(EXERCISE REQUIREMENTS): Below are some entries. Repeat exactly the lines from the one with "the grey hair" through the one with "on the book —", and only those.
***** DATA PROVIDED *****
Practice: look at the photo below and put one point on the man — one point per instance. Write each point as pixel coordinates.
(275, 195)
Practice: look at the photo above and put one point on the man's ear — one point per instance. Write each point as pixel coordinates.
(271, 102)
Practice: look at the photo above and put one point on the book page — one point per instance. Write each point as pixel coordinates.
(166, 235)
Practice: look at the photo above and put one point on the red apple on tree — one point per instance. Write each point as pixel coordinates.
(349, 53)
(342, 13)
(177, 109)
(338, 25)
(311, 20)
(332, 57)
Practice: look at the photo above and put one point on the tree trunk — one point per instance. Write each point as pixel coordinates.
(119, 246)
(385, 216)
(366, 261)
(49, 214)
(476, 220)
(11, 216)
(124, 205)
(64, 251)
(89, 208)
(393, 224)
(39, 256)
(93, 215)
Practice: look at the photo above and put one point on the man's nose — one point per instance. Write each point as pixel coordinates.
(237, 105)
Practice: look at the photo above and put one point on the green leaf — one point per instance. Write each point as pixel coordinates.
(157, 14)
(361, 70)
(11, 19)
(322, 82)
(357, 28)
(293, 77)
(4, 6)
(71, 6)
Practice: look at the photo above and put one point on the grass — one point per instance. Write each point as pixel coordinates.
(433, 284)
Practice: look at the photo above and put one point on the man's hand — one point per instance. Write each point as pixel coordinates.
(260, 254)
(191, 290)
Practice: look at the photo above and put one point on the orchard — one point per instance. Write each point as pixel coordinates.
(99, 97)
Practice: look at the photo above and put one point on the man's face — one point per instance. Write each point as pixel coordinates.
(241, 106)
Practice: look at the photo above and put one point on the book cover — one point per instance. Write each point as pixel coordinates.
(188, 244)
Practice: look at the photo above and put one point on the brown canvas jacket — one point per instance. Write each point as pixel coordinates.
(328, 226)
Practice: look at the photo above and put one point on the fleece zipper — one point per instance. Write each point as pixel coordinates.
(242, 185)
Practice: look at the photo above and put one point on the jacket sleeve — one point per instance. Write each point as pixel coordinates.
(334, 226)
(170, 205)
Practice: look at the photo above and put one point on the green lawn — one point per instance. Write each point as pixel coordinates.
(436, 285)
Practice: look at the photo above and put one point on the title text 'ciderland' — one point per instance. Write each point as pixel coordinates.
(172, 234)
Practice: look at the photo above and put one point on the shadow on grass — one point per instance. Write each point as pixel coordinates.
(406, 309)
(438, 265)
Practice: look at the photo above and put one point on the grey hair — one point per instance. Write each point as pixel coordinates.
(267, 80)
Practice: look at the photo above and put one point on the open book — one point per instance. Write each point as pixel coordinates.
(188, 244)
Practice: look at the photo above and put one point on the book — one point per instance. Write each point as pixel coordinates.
*****
***** DATA PROVIDED *****
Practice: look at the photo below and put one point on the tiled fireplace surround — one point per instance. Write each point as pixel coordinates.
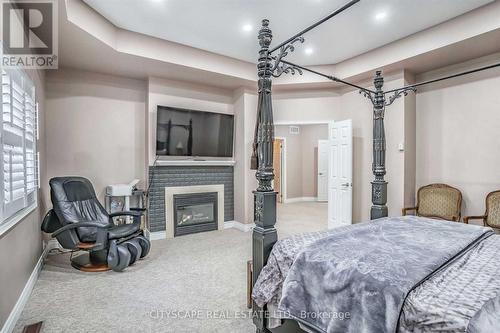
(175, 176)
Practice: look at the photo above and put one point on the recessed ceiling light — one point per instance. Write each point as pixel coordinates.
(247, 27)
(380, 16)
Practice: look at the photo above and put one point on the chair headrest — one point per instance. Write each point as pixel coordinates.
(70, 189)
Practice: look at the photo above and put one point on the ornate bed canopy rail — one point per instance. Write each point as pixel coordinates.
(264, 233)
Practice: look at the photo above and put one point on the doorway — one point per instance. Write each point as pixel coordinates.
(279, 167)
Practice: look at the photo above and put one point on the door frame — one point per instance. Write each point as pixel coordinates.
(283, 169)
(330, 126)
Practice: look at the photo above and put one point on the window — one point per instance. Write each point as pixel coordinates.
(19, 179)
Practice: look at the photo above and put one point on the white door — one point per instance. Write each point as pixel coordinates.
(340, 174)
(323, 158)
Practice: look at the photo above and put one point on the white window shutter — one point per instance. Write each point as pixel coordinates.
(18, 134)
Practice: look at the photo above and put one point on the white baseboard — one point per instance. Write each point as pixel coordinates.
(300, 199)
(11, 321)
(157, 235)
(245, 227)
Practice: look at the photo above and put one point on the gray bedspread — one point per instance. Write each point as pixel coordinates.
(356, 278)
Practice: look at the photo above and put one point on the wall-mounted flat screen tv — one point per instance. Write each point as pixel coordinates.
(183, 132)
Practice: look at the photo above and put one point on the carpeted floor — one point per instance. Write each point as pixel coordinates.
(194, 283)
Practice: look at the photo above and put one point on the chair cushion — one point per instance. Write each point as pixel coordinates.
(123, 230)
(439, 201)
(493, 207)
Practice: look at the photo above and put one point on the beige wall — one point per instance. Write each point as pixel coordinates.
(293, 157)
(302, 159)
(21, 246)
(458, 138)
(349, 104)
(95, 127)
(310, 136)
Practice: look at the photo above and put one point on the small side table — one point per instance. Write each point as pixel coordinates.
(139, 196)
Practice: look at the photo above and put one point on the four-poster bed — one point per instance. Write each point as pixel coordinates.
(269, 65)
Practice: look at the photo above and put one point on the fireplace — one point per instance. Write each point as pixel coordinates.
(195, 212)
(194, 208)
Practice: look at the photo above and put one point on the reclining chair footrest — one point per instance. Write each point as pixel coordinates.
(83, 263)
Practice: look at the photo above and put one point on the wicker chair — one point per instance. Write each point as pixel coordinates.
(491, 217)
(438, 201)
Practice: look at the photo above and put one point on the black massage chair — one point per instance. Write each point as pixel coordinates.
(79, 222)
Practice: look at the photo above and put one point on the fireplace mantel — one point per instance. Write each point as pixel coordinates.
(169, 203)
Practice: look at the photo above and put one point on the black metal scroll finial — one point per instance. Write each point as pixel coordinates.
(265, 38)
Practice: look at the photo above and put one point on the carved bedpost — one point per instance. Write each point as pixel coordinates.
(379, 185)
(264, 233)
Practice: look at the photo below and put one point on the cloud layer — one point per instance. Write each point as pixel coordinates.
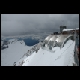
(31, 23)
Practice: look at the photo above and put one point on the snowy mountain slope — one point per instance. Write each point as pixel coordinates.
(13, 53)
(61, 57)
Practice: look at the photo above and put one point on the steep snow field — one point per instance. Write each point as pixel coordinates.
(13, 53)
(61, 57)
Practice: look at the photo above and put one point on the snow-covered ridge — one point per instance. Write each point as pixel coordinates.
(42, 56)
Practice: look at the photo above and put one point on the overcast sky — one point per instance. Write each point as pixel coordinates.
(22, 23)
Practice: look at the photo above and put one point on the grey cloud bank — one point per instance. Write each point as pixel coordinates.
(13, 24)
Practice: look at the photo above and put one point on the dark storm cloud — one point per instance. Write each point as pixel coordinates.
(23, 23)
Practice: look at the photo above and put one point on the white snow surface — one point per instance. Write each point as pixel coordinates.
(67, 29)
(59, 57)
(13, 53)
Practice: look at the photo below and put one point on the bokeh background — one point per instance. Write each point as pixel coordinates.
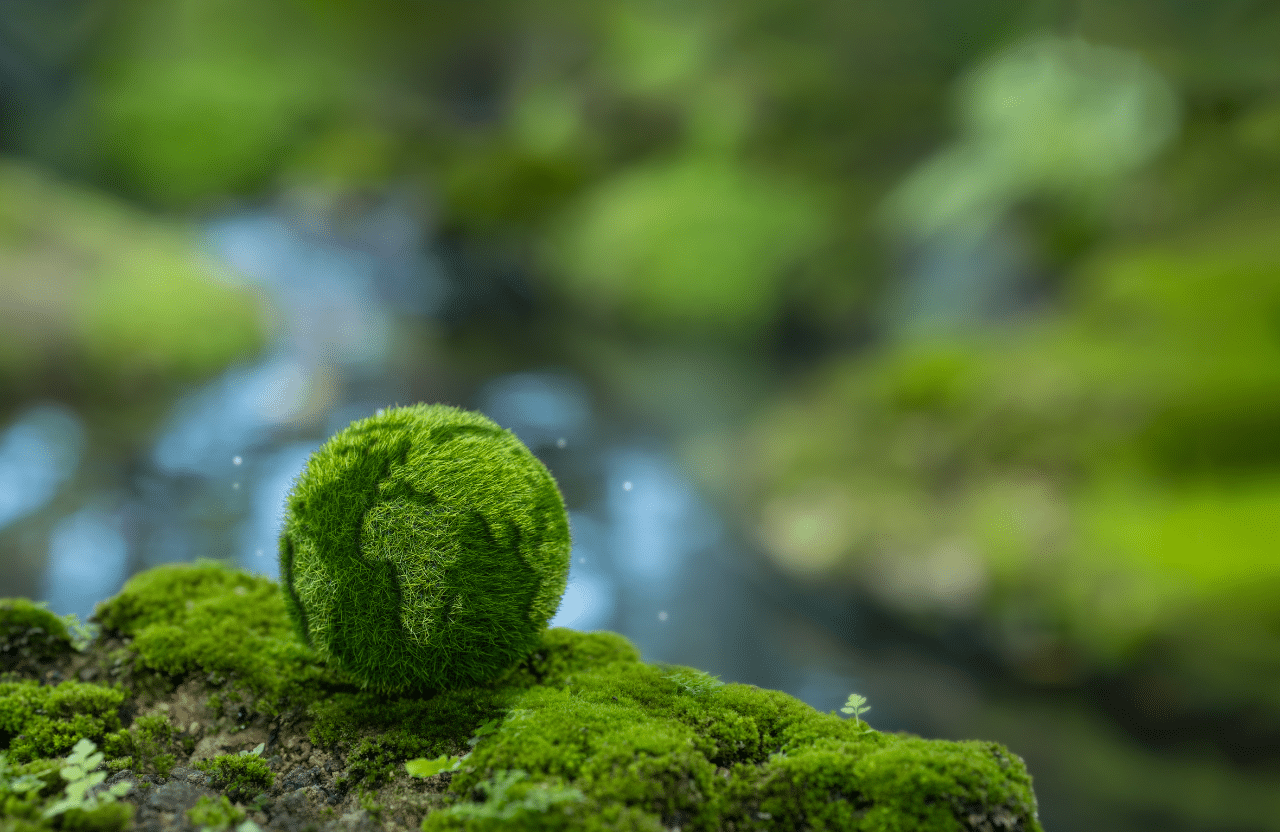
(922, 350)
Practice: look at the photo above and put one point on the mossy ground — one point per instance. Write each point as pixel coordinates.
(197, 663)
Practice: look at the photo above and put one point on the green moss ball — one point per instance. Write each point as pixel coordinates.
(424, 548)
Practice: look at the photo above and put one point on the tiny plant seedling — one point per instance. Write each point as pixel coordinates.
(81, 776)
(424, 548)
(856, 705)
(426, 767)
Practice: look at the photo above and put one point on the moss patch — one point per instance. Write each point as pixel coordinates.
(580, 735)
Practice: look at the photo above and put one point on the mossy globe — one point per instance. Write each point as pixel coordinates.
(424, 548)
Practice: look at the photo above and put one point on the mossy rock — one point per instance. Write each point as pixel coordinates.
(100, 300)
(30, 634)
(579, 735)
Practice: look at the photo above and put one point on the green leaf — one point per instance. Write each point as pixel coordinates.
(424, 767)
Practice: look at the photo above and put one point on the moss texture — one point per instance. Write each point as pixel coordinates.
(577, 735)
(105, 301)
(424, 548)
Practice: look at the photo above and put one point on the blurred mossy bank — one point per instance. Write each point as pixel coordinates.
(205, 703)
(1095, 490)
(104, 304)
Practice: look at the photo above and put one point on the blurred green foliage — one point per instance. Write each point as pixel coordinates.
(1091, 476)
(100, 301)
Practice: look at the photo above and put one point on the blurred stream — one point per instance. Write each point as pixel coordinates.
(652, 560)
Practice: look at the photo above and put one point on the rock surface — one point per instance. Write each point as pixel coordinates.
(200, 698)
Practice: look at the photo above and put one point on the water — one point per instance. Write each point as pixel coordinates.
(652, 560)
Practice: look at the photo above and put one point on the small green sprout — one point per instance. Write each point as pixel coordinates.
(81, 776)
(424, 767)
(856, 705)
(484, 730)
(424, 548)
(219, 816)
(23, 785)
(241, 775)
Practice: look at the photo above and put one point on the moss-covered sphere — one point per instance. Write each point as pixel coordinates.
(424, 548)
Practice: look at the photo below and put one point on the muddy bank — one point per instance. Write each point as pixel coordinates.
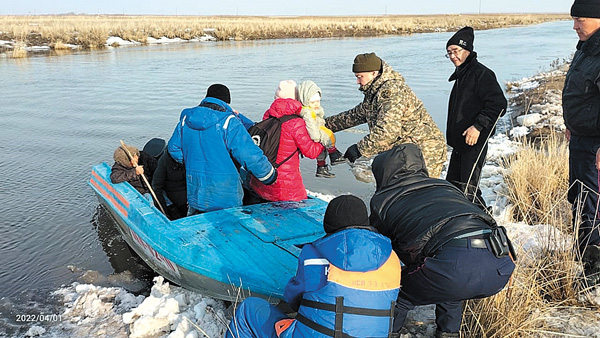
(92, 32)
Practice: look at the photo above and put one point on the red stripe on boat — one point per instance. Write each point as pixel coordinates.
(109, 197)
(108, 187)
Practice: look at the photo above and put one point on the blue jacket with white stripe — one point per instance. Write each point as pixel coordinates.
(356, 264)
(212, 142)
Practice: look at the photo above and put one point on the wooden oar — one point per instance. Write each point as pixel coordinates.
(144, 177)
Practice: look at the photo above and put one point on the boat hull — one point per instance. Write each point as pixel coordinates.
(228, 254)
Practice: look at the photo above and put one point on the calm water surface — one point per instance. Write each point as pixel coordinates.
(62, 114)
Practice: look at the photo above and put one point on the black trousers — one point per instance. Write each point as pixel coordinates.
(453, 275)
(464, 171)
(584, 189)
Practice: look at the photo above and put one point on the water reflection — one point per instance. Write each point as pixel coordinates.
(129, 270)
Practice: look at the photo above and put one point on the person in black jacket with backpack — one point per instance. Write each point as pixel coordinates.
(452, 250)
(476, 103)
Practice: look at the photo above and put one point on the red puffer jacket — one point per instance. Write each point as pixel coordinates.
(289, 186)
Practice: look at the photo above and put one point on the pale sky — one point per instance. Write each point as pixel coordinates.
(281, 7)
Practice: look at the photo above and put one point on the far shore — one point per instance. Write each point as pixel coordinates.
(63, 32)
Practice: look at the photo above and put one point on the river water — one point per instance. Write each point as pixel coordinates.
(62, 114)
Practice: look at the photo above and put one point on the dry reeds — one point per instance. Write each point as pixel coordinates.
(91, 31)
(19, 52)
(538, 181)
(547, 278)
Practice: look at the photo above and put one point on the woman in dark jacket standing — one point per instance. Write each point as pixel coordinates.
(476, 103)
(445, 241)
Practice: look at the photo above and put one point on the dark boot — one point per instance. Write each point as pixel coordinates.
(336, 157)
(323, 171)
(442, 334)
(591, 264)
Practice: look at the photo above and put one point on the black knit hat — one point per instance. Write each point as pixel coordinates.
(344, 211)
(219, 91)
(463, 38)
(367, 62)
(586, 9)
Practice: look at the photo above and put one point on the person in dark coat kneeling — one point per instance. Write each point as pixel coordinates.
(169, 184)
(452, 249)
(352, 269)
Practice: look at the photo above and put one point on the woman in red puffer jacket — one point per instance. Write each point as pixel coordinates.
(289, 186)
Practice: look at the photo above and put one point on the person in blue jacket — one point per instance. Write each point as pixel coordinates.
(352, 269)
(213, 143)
*****
(EXPECTED ANSWER):
Practice: look at the photo above and put one point on the grey hair — one point per instance. Write each point as pixel coordinates.
(267, 80)
Practice: look at the photo above and put one point on the open book — one point per instance. Write each point as pixel coordinates.
(188, 244)
Practice: look at the photo above and put one point on the book — one point per instance. Write each point as pixel coordinates.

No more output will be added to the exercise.